# Work order
A word-for-word printout of the whole listing is needed.

# Listed records
--------------------
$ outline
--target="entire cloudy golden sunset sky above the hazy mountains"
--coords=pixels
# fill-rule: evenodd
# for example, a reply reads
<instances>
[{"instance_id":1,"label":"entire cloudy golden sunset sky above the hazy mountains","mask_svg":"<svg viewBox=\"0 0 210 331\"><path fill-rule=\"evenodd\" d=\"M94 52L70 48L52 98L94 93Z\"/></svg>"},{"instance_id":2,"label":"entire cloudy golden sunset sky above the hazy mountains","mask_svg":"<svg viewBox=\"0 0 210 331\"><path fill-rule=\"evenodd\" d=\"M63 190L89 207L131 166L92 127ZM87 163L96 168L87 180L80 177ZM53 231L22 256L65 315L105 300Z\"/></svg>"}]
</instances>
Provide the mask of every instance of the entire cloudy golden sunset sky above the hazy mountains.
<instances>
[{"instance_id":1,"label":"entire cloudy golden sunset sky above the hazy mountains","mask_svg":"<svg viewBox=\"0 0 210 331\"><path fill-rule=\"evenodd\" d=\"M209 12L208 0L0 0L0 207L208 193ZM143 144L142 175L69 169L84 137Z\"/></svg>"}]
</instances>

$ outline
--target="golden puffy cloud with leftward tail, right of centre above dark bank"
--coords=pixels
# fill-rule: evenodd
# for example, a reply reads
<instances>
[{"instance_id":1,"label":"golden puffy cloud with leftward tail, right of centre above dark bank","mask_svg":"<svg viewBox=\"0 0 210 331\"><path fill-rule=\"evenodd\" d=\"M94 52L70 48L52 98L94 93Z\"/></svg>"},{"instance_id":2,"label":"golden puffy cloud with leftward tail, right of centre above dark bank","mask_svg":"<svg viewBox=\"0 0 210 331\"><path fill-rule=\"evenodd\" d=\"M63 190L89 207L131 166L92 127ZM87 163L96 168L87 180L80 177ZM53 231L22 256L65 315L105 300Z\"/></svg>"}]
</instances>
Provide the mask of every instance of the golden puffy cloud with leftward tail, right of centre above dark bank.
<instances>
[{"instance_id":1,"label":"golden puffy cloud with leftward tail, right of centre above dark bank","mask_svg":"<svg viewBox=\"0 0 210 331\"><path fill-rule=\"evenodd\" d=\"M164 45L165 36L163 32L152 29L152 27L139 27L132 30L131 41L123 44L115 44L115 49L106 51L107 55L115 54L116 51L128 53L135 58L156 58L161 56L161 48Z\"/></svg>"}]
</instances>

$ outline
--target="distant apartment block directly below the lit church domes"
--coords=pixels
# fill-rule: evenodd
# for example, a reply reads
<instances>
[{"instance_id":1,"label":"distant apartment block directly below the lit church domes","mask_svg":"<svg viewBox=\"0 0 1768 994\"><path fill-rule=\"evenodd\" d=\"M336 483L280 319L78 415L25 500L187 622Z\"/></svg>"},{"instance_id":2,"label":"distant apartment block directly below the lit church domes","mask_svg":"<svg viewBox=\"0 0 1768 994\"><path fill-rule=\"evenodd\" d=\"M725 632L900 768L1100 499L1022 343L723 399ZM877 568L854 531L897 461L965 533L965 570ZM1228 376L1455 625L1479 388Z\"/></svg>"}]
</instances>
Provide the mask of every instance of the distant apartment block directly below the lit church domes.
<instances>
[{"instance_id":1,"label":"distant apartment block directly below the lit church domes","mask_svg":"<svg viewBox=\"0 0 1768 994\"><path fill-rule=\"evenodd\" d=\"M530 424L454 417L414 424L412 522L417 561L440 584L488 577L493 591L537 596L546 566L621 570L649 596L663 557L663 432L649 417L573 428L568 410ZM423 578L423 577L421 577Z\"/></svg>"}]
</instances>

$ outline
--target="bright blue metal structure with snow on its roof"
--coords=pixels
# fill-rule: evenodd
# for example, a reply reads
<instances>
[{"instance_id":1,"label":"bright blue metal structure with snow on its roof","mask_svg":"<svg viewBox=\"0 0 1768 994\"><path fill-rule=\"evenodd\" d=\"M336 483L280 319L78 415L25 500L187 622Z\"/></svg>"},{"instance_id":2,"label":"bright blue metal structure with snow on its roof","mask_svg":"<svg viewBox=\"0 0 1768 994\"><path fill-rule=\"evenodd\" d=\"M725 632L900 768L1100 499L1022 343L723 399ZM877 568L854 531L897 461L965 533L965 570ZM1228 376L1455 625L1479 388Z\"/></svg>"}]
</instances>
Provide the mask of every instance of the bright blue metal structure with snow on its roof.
--------------------
# Answer to the exercise
$ outline
--target="entire cloudy golden sunset sky above the hazy mountains"
--coords=pixels
# fill-rule: evenodd
# for example, a reply reads
<instances>
[{"instance_id":1,"label":"entire cloudy golden sunset sky above the hazy mountains","mask_svg":"<svg viewBox=\"0 0 210 331\"><path fill-rule=\"evenodd\" d=\"M94 52L70 48L52 98L94 93Z\"/></svg>"},{"instance_id":2,"label":"entire cloudy golden sunset sky above the hazy mountains","mask_svg":"<svg viewBox=\"0 0 210 331\"><path fill-rule=\"evenodd\" d=\"M63 190L89 207L131 166L92 127ZM87 163L96 168L87 180L80 177ZM53 231L22 256L65 315L105 300Z\"/></svg>"}]
</instances>
Provide the mask of every instance of the entire cloudy golden sunset sky above the hazy mountains.
<instances>
[{"instance_id":1,"label":"entire cloudy golden sunset sky above the hazy mountains","mask_svg":"<svg viewBox=\"0 0 210 331\"><path fill-rule=\"evenodd\" d=\"M209 12L208 0L0 0L0 207L208 193ZM143 144L142 175L69 169L84 137Z\"/></svg>"}]
</instances>

$ outline
--target="golden puffy cloud with leftward tail, right of centre above dark bank"
--coords=pixels
# fill-rule: evenodd
# for example, a reply reads
<instances>
[{"instance_id":1,"label":"golden puffy cloud with leftward tail, right of centre above dark bank","mask_svg":"<svg viewBox=\"0 0 210 331\"><path fill-rule=\"evenodd\" d=\"M94 52L70 48L52 98L94 93Z\"/></svg>"},{"instance_id":2,"label":"golden puffy cloud with leftward tail, right of centre above dark bank","mask_svg":"<svg viewBox=\"0 0 210 331\"><path fill-rule=\"evenodd\" d=\"M63 190L89 207L131 166L92 127ZM87 163L96 168L87 180L80 177ZM53 231L22 256L65 315L105 300Z\"/></svg>"}]
</instances>
Provide the mask of every instance of the golden puffy cloud with leftward tail, right of centre above dark bank.
<instances>
[{"instance_id":1,"label":"golden puffy cloud with leftward tail, right of centre above dark bank","mask_svg":"<svg viewBox=\"0 0 210 331\"><path fill-rule=\"evenodd\" d=\"M164 45L165 36L163 32L152 29L152 27L139 27L132 30L131 41L123 44L115 44L115 49L106 51L107 55L115 54L116 51L128 53L135 58L156 58L161 56L161 48Z\"/></svg>"}]
</instances>

$ outline
--target="distant apartment block directly below the lit church domes"
--coords=pixels
# fill-rule: evenodd
# for example, a reply reads
<instances>
[{"instance_id":1,"label":"distant apartment block directly below the lit church domes","mask_svg":"<svg viewBox=\"0 0 1768 994\"><path fill-rule=\"evenodd\" d=\"M336 483L280 319L78 415L25 500L187 622Z\"/></svg>"},{"instance_id":2,"label":"distant apartment block directly below the lit church domes","mask_svg":"<svg viewBox=\"0 0 1768 994\"><path fill-rule=\"evenodd\" d=\"M725 632L900 768L1100 499L1022 343L723 399ZM877 568L854 531L897 461L965 533L965 570ZM1228 376L1455 625L1479 388Z\"/></svg>"}]
</instances>
Provide the mask of every instance of the distant apartment block directly below the lit church domes.
<instances>
[{"instance_id":1,"label":"distant apartment block directly below the lit church domes","mask_svg":"<svg viewBox=\"0 0 1768 994\"><path fill-rule=\"evenodd\" d=\"M530 424L454 417L414 424L412 522L417 561L440 584L488 577L493 591L537 596L546 566L621 570L649 596L663 557L663 432L649 417L573 428L568 410ZM423 578L423 577L421 577Z\"/></svg>"}]
</instances>

$ outline
--target="bright blue metal structure with snow on its roof"
--coords=pixels
# fill-rule: evenodd
# for example, a reply reads
<instances>
[{"instance_id":1,"label":"bright blue metal structure with snow on its roof","mask_svg":"<svg viewBox=\"0 0 1768 994\"><path fill-rule=\"evenodd\" d=\"M336 483L280 319L78 415L25 500L187 622Z\"/></svg>"},{"instance_id":2,"label":"bright blue metal structure with snow on its roof","mask_svg":"<svg viewBox=\"0 0 1768 994\"><path fill-rule=\"evenodd\" d=\"M725 632L900 768L1100 499L1022 343L723 399ZM877 568L854 531L897 461L965 533L965 570ZM1228 376L1455 625L1479 388Z\"/></svg>"}]
</instances>
Provide the mask of every instance of the bright blue metal structure with snow on its roof.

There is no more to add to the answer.